*WHAT IS REQUIRED*
Quote the records below word for word, starting with their first line and continuing through the line that contains "x=822 y=637".

*RECORDS FOR THIS TASK*
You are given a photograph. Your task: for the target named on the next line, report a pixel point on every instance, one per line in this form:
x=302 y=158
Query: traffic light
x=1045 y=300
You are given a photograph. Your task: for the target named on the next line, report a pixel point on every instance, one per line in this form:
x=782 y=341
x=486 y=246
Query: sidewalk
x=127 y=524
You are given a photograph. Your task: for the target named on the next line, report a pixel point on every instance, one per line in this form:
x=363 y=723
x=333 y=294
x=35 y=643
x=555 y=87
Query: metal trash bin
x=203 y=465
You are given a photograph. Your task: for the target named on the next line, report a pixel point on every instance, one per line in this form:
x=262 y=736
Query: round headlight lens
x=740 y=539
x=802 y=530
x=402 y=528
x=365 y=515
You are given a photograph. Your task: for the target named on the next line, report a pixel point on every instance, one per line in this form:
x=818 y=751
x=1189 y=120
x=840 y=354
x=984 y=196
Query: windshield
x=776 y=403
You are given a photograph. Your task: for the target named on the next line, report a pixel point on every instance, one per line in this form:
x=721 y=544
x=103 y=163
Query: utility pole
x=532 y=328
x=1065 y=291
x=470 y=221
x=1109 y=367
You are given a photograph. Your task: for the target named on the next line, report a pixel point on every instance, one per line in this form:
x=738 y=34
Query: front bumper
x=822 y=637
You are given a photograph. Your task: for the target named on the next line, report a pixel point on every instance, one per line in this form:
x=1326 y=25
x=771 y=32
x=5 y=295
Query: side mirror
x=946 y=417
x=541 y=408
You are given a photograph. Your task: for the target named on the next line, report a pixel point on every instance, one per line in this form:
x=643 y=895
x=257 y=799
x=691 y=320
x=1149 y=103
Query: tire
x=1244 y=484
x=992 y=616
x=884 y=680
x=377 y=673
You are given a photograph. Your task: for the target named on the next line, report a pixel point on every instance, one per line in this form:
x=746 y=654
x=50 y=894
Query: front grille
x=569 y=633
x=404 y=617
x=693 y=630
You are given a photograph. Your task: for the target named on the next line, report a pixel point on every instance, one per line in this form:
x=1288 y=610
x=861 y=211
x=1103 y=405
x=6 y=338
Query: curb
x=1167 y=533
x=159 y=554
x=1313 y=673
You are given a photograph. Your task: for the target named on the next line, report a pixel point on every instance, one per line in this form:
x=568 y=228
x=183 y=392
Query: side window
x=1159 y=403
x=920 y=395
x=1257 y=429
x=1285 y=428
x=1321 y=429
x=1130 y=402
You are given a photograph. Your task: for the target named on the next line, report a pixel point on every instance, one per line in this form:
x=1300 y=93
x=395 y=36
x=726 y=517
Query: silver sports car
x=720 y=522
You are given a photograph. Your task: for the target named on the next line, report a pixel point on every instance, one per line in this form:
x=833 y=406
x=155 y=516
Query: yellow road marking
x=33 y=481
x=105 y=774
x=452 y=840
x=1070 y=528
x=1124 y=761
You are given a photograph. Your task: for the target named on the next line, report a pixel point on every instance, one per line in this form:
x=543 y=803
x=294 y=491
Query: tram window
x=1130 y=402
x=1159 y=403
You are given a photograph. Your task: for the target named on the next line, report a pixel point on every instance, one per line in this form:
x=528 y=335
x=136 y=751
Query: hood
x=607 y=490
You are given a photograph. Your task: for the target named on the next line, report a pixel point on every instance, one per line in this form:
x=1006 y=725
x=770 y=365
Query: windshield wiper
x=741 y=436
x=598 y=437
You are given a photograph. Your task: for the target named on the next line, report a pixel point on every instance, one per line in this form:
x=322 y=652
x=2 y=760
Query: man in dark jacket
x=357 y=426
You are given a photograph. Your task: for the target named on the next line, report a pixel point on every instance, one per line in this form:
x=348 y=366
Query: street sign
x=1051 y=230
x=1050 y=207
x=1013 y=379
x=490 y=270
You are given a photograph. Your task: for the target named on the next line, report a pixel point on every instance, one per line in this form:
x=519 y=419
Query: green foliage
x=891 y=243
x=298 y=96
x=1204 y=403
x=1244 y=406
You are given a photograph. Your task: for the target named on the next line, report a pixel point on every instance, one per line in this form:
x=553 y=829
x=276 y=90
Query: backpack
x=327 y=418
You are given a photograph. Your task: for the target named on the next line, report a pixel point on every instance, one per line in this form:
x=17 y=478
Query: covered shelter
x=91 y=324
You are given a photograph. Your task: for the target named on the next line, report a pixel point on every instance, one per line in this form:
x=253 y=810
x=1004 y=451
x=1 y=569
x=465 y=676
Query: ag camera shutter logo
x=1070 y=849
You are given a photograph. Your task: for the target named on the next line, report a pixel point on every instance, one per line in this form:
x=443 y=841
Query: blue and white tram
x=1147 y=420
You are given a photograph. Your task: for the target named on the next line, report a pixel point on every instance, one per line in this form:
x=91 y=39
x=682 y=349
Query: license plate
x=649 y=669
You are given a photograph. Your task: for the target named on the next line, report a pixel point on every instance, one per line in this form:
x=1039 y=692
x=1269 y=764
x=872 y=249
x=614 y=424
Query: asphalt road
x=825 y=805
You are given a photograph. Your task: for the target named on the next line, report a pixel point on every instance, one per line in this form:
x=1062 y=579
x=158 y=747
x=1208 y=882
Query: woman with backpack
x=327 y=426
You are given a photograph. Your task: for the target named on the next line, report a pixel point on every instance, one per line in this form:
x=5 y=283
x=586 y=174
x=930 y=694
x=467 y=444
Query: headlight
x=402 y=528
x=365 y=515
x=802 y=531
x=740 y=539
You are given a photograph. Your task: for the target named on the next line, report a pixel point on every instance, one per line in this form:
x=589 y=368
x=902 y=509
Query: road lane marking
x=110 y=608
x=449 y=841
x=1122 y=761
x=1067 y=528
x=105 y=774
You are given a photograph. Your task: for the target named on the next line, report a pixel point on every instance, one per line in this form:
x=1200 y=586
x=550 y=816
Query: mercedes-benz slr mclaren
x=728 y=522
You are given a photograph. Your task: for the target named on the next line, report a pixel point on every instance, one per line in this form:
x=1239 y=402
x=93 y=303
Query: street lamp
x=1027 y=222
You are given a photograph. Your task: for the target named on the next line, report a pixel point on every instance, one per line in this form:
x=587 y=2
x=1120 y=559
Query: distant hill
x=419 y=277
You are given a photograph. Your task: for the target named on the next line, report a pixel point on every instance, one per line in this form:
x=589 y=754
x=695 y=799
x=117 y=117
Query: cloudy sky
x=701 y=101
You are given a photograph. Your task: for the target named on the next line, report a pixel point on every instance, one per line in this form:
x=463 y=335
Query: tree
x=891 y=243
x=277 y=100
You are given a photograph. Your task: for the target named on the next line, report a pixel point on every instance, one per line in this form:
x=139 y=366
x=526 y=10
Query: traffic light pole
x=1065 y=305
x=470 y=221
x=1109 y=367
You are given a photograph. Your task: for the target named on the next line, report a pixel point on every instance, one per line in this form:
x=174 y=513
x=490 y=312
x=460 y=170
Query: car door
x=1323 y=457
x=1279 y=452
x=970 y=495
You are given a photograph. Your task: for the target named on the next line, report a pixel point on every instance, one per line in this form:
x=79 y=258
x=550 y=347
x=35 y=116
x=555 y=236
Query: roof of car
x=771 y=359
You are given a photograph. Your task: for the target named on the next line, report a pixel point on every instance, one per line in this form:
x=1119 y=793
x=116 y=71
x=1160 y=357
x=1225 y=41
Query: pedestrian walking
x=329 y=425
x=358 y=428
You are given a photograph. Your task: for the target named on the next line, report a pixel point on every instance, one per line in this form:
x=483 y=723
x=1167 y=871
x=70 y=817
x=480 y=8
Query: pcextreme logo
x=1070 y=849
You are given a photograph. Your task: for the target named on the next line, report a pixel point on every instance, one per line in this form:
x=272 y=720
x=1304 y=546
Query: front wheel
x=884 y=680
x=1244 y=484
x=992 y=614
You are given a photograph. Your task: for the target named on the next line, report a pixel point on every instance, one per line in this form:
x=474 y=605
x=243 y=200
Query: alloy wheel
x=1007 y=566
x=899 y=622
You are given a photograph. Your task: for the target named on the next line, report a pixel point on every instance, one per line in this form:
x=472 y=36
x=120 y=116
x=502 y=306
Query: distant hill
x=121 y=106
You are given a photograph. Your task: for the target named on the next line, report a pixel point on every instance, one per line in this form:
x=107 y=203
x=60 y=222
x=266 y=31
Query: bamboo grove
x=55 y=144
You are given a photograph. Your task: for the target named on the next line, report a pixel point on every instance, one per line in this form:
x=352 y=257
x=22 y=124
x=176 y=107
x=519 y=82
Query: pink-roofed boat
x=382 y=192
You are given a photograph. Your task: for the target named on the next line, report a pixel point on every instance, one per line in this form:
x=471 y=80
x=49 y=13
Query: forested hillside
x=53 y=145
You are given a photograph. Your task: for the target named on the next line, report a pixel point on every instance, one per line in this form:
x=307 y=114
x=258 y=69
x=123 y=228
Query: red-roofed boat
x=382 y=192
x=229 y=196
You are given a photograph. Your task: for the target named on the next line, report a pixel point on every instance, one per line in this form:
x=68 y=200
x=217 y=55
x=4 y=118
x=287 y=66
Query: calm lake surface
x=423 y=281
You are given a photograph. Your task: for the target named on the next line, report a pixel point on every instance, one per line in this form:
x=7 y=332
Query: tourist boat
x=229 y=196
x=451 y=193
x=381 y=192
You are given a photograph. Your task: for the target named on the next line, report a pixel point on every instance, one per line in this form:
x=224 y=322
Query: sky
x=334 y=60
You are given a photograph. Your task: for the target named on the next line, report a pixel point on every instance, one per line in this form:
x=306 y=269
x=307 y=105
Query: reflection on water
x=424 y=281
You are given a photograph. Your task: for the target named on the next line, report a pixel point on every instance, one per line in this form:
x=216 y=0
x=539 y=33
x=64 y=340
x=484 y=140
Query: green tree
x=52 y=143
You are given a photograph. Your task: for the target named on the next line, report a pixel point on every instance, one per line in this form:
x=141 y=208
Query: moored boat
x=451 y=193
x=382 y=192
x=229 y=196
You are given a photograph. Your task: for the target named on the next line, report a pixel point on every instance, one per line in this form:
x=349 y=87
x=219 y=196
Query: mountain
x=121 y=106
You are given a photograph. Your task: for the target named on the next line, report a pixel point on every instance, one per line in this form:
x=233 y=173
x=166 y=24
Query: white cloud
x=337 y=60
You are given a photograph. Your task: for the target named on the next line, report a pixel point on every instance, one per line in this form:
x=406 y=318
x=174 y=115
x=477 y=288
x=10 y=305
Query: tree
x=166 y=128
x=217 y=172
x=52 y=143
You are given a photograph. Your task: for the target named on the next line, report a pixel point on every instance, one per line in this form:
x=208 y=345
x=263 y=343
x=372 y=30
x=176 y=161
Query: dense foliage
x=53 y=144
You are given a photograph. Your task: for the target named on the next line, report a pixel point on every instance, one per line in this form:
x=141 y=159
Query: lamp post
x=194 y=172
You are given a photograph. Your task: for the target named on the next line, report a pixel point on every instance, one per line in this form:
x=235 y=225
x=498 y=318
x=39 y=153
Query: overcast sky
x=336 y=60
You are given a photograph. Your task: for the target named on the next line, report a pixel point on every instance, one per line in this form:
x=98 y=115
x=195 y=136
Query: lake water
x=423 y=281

*TASK OUTPUT*
You are given a photograph. Your task: for the target named on the next line, report a pixel point on every instance, one per line in this form:
x=302 y=158
Query: traffic light
x=1045 y=300
You are given a photograph. Your task: for the target named on the next line, report a pixel point on every instance, one per line in this form:
x=782 y=341
x=486 y=246
Query: sidewalk
x=127 y=524
You are given a photograph. Your task: for the target named on the next line, report a pixel point on every instance, one per line in this form:
x=363 y=723
x=333 y=294
x=35 y=643
x=555 y=87
Query: metal trash bin
x=203 y=465
You are given a photograph. Your task: for the target named on the next line, report a pixel point on every instance, one per line in this form:
x=262 y=736
Query: round headlight lens
x=740 y=539
x=802 y=530
x=402 y=528
x=365 y=515
You are given a photograph. Your task: for the target named on the next line, report a pixel point on every instance, one per line in this form:
x=818 y=751
x=1189 y=120
x=840 y=354
x=984 y=196
Query: windshield
x=776 y=403
You are given a photograph. Your task: for the target named on the next line, report a pixel point on every instance, one per line in this form:
x=721 y=544
x=103 y=163
Query: utility pole
x=532 y=328
x=1065 y=291
x=470 y=221
x=1109 y=367
You are given a photograph. Your task: for the target named on the next line, report a pixel point on every instance, one per line in this form:
x=738 y=34
Query: front bumper
x=822 y=637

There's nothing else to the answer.